Transcribe all of the data below line for line, changing no character, spacing, or line order.

"""

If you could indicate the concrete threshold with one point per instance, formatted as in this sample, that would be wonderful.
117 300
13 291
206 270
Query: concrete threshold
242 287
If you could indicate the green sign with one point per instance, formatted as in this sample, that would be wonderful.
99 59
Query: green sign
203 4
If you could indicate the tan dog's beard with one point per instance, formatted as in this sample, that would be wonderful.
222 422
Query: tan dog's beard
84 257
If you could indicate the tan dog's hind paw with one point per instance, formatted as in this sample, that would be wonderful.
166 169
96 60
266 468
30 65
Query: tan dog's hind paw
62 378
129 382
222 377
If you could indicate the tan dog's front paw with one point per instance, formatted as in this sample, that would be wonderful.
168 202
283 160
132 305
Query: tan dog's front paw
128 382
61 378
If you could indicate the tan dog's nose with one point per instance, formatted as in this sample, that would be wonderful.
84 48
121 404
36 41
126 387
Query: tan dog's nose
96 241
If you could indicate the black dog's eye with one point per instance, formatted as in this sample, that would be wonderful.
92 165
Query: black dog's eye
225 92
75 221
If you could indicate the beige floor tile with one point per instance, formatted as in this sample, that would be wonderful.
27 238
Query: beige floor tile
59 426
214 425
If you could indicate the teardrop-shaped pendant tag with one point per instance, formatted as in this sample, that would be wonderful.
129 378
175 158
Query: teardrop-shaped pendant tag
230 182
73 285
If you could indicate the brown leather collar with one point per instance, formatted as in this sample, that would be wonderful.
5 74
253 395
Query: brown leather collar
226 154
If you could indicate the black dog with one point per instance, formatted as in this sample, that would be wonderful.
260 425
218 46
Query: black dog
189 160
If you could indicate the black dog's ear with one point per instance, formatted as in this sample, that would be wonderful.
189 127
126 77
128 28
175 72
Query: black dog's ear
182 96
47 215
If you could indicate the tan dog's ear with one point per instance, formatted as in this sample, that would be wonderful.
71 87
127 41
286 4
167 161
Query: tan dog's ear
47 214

"""

- Exercise answer
If you could indicate the concrete threshold with one point per instance, formatted as in this sample, that would be wonderful.
117 300
13 291
206 270
Query: concrete threshold
242 287
If you could indicate the green sign with one point per instance, formatted as in this sample, that would be wonderful.
99 59
Query: green sign
203 4
If you could indicate the tan dog's beard with one point per instance, formatted as in this sample, that would be wonderful.
222 422
Query: tan dog's beard
84 257
If you could indicate the tan dog's hind paw with one point per instance, formatted as in this sample, that would be wonderful.
166 169
96 60
266 468
30 65
Query: tan dog's hind paw
62 378
129 382
222 377
If you could indicate the tan dog's front paw with one point per instance, formatted as in this sample, that would be wonderful.
168 202
283 160
132 305
Query: tan dog's front paw
128 382
61 378
If you could indicate the tan dog's nose with one point per instance, formatted as in this sample, that would be wonderful.
84 48
121 404
36 41
126 387
Query: tan dog's nose
96 241
If you could indicate the black dog's eye with one point per instance, formatted as in this sample, that would be wonderful.
92 165
Query: black dog's eye
225 92
75 221
If you could indicate the beige floor tile with one point per instance, formatted as in this sample, that would be wonderful.
27 238
Query: beige floor tile
59 426
214 425
If you could indicate the teardrop-shaped pendant tag with one point per instance, formatted as in this sample, that would be wonderful.
129 378
175 158
Query: teardrop-shaped pendant tag
230 182
73 285
If you could indicate the brown leather collar with one point per instance, formatted as in this sample, that would be wonderful.
5 74
253 395
Query: brown leather collar
226 154
If you could indicate the black dog with one point per instance, formatted as in this sample, that would be wonderful.
260 425
218 46
Query: black dog
189 160
If you could indicate the black dog's ear with one point per instance, formatted as in this sample, that would be wonderful.
189 127
126 77
128 28
175 72
Query: black dog's ear
182 96
47 215
If you could indicate the tan dog's ear with one point per instance, formatted as in this sample, that would be wonderful.
71 87
127 41
286 4
167 161
Query: tan dog's ear
47 214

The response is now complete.